Source records: Begin

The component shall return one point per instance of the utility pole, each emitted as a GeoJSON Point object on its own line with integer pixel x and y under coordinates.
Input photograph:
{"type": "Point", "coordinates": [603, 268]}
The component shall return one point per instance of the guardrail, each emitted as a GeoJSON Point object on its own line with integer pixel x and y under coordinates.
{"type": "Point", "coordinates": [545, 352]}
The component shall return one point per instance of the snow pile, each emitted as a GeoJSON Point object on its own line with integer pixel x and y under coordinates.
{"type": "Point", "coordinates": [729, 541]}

Source records: End

### Required work
Copy out the data exactly as it stands, leaving nothing out.

### Answer box
The component shall return one point per instance of the utility pole, each emitted as a GeoJSON Point object on its own line with integer pixel x and y under coordinates.
Input photograph:
{"type": "Point", "coordinates": [603, 268]}
The component shall return one point per instance of the guardrail, each emitted as a GeoJSON Point object on its own line with integer pixel x and y under coordinates.
{"type": "Point", "coordinates": [545, 352]}
The component shall return one point per instance of the snow pile, each emitted as a GeoJSON Point object on its own line with integer pixel x and y under coordinates.
{"type": "Point", "coordinates": [729, 541]}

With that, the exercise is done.